| Do this |
Rewrite all of the rows below, replacing every occurrence of "bounding box" with "enclosing rectangle" and leaving everything else unchanged.

===== Data shown =====

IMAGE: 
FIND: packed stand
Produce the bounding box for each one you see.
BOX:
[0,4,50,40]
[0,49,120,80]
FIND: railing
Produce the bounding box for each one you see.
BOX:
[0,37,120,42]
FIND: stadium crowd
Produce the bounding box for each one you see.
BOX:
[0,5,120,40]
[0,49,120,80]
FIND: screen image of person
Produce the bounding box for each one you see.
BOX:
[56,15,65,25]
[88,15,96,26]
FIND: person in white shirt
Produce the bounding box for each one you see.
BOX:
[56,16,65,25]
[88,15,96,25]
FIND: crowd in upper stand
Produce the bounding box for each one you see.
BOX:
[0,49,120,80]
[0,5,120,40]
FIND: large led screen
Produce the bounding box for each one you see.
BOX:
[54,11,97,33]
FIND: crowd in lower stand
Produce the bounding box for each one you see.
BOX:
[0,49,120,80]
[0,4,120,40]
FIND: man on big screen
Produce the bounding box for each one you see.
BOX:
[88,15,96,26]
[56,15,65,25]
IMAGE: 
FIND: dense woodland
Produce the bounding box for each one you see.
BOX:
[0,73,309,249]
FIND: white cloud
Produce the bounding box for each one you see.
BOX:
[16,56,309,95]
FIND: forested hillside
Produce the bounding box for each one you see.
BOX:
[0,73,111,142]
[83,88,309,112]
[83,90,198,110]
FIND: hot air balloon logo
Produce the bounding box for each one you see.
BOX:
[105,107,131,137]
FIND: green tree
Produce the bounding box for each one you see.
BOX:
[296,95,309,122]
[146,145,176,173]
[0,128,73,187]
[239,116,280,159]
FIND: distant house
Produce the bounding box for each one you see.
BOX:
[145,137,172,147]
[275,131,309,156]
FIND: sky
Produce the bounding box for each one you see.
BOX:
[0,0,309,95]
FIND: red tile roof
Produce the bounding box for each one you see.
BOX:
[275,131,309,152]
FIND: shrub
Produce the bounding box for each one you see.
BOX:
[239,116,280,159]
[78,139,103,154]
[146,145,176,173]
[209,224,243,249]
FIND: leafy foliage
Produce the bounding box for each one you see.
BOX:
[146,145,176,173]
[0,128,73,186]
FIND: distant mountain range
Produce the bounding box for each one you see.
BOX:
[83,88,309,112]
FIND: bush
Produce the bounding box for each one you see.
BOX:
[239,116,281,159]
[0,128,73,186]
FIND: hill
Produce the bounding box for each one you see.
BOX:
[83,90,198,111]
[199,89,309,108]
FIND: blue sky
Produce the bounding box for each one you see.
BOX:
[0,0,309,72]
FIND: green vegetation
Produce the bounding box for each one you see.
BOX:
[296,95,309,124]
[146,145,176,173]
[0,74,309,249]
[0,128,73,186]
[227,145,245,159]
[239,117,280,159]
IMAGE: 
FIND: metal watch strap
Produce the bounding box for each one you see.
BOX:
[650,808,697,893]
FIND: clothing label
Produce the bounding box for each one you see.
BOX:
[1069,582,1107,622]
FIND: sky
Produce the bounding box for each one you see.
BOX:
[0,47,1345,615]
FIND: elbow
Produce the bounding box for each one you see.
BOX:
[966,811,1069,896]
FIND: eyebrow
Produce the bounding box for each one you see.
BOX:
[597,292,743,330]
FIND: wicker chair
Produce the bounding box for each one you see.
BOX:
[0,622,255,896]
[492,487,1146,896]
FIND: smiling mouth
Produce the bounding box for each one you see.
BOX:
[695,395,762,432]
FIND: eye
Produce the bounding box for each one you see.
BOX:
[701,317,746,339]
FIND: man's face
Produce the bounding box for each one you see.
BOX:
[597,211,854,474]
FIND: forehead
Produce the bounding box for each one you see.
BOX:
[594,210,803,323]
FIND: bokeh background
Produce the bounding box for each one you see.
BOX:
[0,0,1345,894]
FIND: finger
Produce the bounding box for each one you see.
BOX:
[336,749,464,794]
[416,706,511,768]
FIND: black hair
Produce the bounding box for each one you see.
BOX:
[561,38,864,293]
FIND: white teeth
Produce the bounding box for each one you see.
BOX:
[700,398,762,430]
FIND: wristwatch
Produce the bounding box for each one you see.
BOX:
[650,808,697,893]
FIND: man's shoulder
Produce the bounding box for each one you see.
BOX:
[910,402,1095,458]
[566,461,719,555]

=====

| The result |
IMAGE: 
FIND: packed stand
Produce the enclosing rectangle for each one you see.
BOX:
[0,4,50,40]
[0,49,120,80]
FIND: railing
Produce the enclosing rectangle for each one you see.
BOX:
[0,37,120,42]
FIND: stadium crowd
Produce the enclosing rectangle for each one you see.
BOX:
[0,5,120,40]
[0,49,120,80]
FIND: screen image of person
Produce the enclosing rectangle for each one you see.
BOX:
[56,15,65,25]
[88,15,96,26]
FIND: person in white shirt
Produce the enclosing rectangle for each one you see.
BOX:
[56,16,65,25]
[88,15,96,25]
FIND: crowd in upper stand
Produce the enclosing rectangle for each one you see.
BOX:
[0,49,120,80]
[0,5,120,40]
FIND: large led screen
Produce the enclosing rectangle for each one you see.
BOX:
[54,11,97,33]
FIND: crowd in lower stand
Produce the enclosing rectangle for each one you see.
BOX:
[0,49,120,80]
[0,4,120,40]
FIND: man on big screen
Produce the enclosing rectangle for each one you see.
BOX:
[88,15,96,26]
[56,15,65,25]
IMAGE: 
FIND: dense woodland
Produce the enclosing rectangle for each one you see.
BOX:
[0,73,309,249]
FIND: white cloud
Produce the enclosing rectangle for each one you see.
BOX:
[16,56,309,95]
FIND: forested hillside
Produce the enclosing rectangle for each one you see.
BOX:
[0,73,111,142]
[83,88,309,112]
[83,90,198,110]
FIND: hot air balloon logo
Produce the enclosing rectangle for each one you see.
BOX:
[105,107,131,137]
FIND: green tree
Produce the enclosing rectangle for each one you see.
BOX:
[296,95,309,122]
[146,145,176,173]
[0,128,73,187]
[239,116,280,159]
FIND: distant house
Produce the enclosing rectangle for each one you see.
BOX:
[145,137,172,147]
[275,131,309,156]
FIND: sky
Produce the enclosing rectangle for each one you see.
BOX:
[0,0,309,95]
FIND: red tile roof
Produce the enclosing rectangle for each one you see.
BOX:
[275,131,309,152]
FIND: shrub
Produce the enclosing rectangle for each one you see.
BOX:
[239,116,280,159]
[78,139,103,154]
[146,145,176,173]
[209,224,243,249]
FIND: leafy foliage
Produce the enclosing rectangle for each one you see.
BOX:
[146,145,176,173]
[0,128,73,186]
FIND: distant mountain range
Produce the enclosing rectangle for each one you see.
BOX:
[83,88,309,112]
FIND: bush
Produce the enclosing rectangle for each one you see.
BOX:
[239,116,281,159]
[0,128,73,186]
FIND: hill
Produce the enclosing rectangle for each one you see.
BOX:
[83,90,198,111]
[199,89,309,108]
FIND: blue sky
Produce the enclosing rectangle for each one you see.
BOX:
[0,0,309,72]
FIND: green vegetation
Produce the enclosing rectangle for each one you see.
BOX:
[296,95,309,124]
[146,145,176,173]
[0,74,309,249]
[0,128,73,186]
[227,145,245,159]
[239,117,280,159]
IMAGE: 
FIND: metal watch strap
Produce the enclosing rectangle for each one you see.
BOX:
[650,808,697,893]
FIND: clothing label
Produce the enclosing rectangle for each one you see.
BOX:
[1069,582,1107,622]
FIND: sky
Produce the enclosing rectangle for each one you see.
BOX:
[0,47,1345,615]
FIND: elbow
Produce the enclosing rectangle for each one you see.
BOX:
[966,811,1069,896]
FIND: eyebrow
Produce the enclosing rectangle for each one you see.
BOX:
[597,292,743,330]
FIND: wicker chair
Produce the enclosing rectangle for each one you see.
BOX:
[0,622,255,896]
[492,487,1146,896]
FIND: smiling mouth
Produce the enclosing rectangle for each one you see.
BOX:
[695,395,762,432]
FIND: eye
Produce the enclosing rectangle for each one you see.
BOX:
[701,317,746,339]
FIND: man's face
Produce the enclosing rectangle for each one you see.
BOX:
[597,211,854,474]
FIND: forehead
Produce the enclosing rectangle for each one you see.
BOX:
[594,210,803,323]
FIND: bokeh background
Produce the enclosing rectangle for each one you see.
BOX:
[0,0,1345,894]
FIND: finger
Produce the enclosing rectangle for each one you see.
BOX:
[336,749,464,794]
[416,706,511,768]
FIND: black hair
Produce the enclosing rectangle for each one you see.
BOX:
[561,38,864,293]
FIND: white teeth
Produce the enclosing rectangle for each one you see.
BOX:
[700,398,762,430]
FIND: wristwatch
Produce the enclosing rectangle for each one you see.
BOX:
[650,808,697,893]
FIND: man's shoulder
Produce the enclosing rectangle for each one you see.
BOX:
[910,402,1095,458]
[566,461,719,555]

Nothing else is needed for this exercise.